Start of Passage provided

Snowfall and bitter winds are not the only hallmarks of winter in northern parts of the world. Image Credit: Unsplash/Chandler Cruttenden

Ocean waves are nothing out of the ordinary – but have you ever experienced sastrugi, or snow waves?

Click start to play today’s Spell It and spot the word 'wintery'.

Since it’s scorching hot in the UAE right now, a little venture into colder climes may provide some relief – at least in today’s Spell It. During periods of prolonged, frigid weather in the winter, certain parts of the world see strange phenomena occur. A blast of Arctic air sweeps across places like Canada and northern parts of the US, bringing with it bizarre but interesting weather words. Here are a few to add to your weather vocabulary:

1. Sastrugi

Snow waves or sastrugi behave similarly to their water cousins. When the wind blows across the surface of the ground, it pushes loose snow particles into drifts perpendicular to the wind’s direction. You can really appreciate the phenomenon when you take a time-lapse video of it – the sastrugi appear as waves of white across the landscape. It’s a common sight in places with sea ice, and snow-filled regions, like Antarctica.

End of Passage provided

### Things to do
**1)** Answer these about the winter weather passage:
(a) What other name does the passage give for sastrugi?
(b) Which places does it say a blast of Arctic air sweeps across?
(c) In what direction relative to the wind are loose snow particles pushed into drifts?
**2)** Please reproduce word for word a stretch of the winter weather passage: begin at the words "1. Sastrugi" and stop after "regions, like Antarctica.".

Start of Recorded data

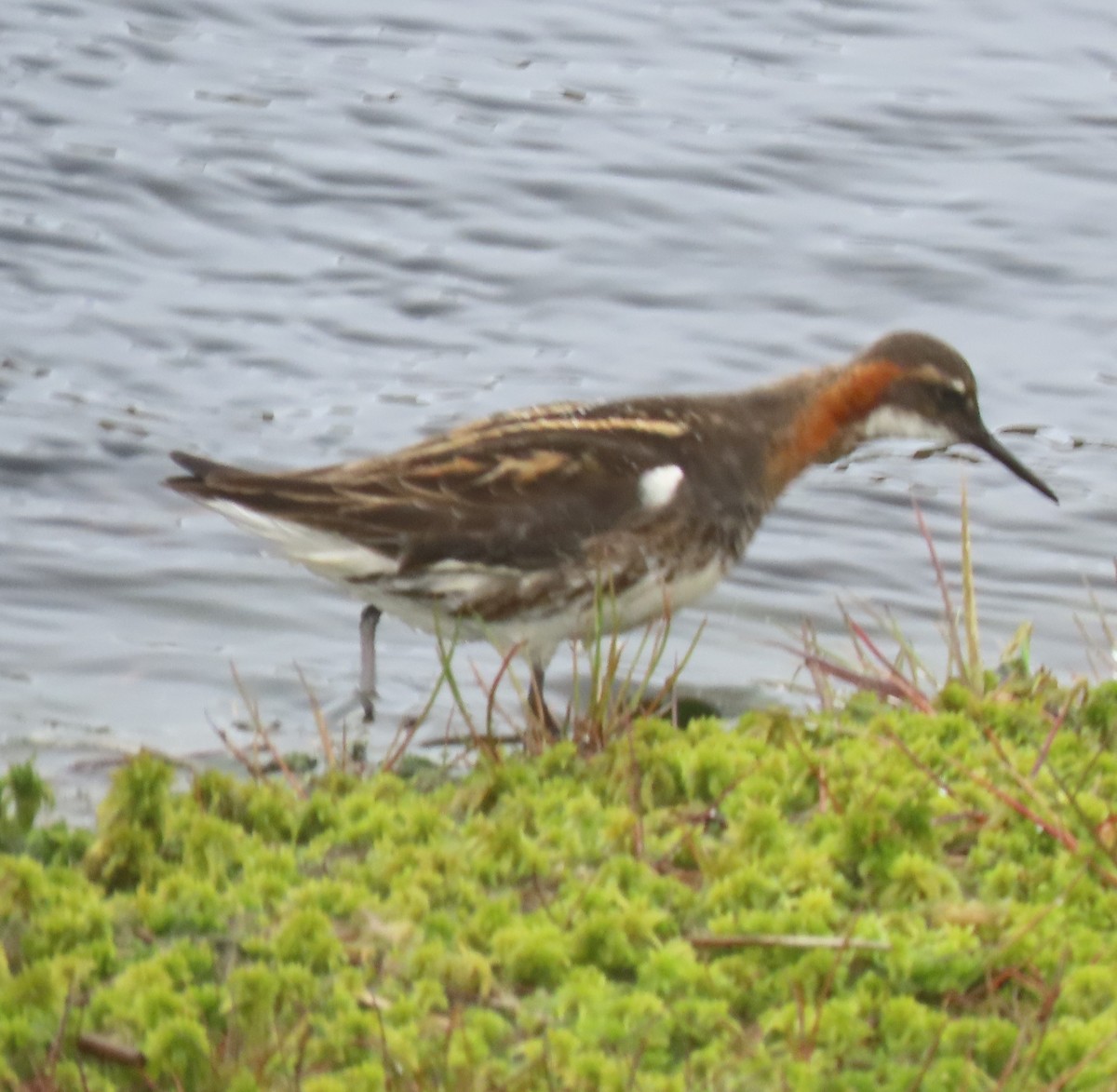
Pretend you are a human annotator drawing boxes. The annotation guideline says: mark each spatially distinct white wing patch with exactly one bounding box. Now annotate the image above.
[637,463,682,508]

End of Recorded data

### The replies
**1)**
(a) Snow waves.
(b) Places like Canada and northern parts of the US.
(c) Perpendicular to the wind's direction.

**2)**
1. Sastrugi

Snow waves or sastrugi behave similarly to their water cousins. When the wind blows across the surface of the ground, it pushes loose snow particles into drifts perpendicular to the wind’s direction. You can really appreciate the phenomenon when you take a time-lapse video of it – the sastrugi appear as waves of white across the landscape. It’s a common sight in places with sea ice, and snow-filled regions, like Antarctica.